▶ **Exercise brief**
In the records below, reproduce every line, starting with the line that contains "target is: waterfall" and going on through the line that contains "[82,72,91,106]". Shift each bounding box coordinate in the answers by adding -146 to it, and leave all other text unchanged.

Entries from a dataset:
— begin —

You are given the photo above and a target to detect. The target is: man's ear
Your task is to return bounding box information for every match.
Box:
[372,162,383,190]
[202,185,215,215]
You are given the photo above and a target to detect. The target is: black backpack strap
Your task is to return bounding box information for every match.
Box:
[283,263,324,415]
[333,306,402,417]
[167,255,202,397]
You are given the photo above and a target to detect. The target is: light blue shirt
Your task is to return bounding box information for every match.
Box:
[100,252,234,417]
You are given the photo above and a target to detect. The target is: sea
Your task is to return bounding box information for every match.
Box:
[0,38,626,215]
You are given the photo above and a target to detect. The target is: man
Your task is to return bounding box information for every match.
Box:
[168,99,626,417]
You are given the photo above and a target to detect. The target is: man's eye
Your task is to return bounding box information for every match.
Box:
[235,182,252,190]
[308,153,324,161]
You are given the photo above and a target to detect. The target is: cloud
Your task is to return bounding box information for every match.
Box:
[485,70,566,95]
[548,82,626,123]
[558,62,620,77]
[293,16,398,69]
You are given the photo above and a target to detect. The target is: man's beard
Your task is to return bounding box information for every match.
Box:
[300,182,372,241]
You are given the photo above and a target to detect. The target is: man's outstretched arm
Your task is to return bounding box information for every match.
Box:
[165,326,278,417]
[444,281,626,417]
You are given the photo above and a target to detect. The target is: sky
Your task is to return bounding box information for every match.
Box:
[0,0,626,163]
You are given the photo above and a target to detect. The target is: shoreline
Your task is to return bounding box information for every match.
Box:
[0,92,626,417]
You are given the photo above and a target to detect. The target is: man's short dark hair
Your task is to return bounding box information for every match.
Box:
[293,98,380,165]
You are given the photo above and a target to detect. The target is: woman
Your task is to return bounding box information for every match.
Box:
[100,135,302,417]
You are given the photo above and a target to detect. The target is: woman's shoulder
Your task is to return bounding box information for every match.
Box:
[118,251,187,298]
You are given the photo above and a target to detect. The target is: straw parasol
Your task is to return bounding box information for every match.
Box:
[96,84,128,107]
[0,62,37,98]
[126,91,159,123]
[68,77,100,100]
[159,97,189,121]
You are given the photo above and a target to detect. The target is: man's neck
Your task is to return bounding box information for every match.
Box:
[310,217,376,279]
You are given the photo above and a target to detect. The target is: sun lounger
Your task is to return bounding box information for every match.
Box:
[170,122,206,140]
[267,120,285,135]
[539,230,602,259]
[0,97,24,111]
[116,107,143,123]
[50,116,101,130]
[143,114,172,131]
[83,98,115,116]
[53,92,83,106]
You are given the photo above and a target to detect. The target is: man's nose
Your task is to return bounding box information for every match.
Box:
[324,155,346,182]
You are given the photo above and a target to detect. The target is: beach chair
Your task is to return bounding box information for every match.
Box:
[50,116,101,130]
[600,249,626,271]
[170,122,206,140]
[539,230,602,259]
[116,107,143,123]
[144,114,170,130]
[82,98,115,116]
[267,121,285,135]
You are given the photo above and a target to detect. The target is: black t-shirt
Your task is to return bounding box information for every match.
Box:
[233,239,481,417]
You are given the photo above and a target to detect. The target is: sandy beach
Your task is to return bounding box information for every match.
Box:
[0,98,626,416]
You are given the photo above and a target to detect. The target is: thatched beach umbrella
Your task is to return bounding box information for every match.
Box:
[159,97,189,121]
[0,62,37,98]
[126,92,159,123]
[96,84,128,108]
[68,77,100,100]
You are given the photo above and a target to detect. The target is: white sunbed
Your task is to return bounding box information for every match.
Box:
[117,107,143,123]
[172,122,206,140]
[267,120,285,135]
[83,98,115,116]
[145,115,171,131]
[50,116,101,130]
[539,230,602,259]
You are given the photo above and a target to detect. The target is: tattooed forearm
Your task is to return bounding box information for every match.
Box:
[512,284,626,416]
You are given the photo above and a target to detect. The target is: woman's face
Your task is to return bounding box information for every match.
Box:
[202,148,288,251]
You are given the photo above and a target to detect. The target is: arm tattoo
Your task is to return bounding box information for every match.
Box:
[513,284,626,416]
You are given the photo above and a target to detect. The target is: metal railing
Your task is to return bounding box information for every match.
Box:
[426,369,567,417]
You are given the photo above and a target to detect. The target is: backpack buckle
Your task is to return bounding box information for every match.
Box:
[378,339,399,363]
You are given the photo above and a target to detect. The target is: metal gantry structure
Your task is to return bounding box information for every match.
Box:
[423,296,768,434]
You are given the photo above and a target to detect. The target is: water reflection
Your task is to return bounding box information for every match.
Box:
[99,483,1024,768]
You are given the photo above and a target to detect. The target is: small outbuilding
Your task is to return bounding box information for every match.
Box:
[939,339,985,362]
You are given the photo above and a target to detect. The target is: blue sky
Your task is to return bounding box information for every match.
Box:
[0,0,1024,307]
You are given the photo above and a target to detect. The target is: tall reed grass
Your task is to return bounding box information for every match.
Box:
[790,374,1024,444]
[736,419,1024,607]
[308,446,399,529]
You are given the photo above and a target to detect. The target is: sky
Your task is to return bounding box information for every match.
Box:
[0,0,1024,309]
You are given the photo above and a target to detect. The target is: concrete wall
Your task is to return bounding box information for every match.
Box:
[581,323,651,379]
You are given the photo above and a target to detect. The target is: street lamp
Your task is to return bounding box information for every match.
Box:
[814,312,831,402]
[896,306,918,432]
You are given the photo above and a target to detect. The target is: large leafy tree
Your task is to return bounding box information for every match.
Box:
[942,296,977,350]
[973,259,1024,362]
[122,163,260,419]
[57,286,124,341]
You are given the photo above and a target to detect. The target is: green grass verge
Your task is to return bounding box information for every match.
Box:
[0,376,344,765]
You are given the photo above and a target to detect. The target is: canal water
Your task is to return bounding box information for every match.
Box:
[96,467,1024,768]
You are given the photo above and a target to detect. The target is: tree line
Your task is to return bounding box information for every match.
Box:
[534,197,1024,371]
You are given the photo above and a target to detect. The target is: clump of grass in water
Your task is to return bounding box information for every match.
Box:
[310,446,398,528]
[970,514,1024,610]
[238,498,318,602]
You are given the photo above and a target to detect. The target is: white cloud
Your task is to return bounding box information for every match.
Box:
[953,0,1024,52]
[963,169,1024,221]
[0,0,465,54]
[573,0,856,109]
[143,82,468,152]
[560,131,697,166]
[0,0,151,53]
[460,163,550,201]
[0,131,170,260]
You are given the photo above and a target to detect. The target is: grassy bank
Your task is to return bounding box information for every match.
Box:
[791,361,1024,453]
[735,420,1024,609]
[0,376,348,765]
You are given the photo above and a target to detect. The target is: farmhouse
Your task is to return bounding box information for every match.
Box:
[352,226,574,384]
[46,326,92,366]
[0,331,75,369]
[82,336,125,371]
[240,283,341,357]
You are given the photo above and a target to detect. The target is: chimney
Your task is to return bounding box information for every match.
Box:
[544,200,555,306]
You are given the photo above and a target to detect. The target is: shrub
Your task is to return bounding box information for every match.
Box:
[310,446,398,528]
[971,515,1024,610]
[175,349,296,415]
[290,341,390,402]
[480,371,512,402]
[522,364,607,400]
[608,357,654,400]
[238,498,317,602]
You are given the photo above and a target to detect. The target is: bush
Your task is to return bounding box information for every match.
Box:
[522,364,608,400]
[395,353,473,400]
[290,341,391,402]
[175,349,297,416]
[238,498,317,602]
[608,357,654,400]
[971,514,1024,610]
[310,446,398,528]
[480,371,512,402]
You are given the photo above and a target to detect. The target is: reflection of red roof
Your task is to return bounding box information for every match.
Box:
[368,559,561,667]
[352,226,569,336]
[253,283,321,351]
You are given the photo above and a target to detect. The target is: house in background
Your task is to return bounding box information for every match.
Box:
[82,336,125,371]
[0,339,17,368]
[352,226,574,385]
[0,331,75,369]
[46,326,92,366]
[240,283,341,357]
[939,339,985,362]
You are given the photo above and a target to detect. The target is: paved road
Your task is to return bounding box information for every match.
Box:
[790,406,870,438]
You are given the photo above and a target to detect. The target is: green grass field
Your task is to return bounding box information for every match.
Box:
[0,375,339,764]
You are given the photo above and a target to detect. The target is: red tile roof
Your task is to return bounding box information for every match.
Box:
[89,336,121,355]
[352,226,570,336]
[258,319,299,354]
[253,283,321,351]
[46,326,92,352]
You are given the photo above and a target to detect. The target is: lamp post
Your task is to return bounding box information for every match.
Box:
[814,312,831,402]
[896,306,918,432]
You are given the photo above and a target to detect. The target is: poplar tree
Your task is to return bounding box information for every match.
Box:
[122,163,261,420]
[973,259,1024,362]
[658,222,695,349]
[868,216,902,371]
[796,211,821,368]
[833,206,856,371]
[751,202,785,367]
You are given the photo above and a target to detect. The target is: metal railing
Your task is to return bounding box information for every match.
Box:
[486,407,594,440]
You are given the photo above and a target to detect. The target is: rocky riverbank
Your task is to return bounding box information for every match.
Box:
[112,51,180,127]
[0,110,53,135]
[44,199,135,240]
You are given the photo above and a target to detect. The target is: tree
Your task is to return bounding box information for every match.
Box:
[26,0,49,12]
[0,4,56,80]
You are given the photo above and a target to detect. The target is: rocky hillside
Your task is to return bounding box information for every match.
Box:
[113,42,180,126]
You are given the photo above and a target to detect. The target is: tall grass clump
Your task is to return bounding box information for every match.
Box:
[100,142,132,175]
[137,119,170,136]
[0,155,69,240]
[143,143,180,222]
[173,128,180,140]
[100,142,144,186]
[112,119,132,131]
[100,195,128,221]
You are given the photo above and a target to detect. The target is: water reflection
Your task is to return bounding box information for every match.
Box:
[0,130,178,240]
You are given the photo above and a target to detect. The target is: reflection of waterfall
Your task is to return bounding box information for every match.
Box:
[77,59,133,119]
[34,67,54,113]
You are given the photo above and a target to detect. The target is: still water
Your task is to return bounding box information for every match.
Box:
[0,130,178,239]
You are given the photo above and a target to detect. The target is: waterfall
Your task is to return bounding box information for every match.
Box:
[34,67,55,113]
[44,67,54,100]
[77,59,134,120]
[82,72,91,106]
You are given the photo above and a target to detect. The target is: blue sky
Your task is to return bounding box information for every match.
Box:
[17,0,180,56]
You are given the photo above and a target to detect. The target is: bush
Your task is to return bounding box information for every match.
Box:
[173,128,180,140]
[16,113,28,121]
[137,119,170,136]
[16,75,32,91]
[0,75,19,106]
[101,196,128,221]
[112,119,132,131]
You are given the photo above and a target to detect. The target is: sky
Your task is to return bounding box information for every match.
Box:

— end —

▶ **Expected output**
You are given the photo above and a target to detect. The target is: waterfall
Your task is to return bounding box information for every match.
Box:
[-112,-79,-91,-33]
[-102,-79,-92,-46]
[-69,-87,-12,-26]
[-64,-74,-55,-40]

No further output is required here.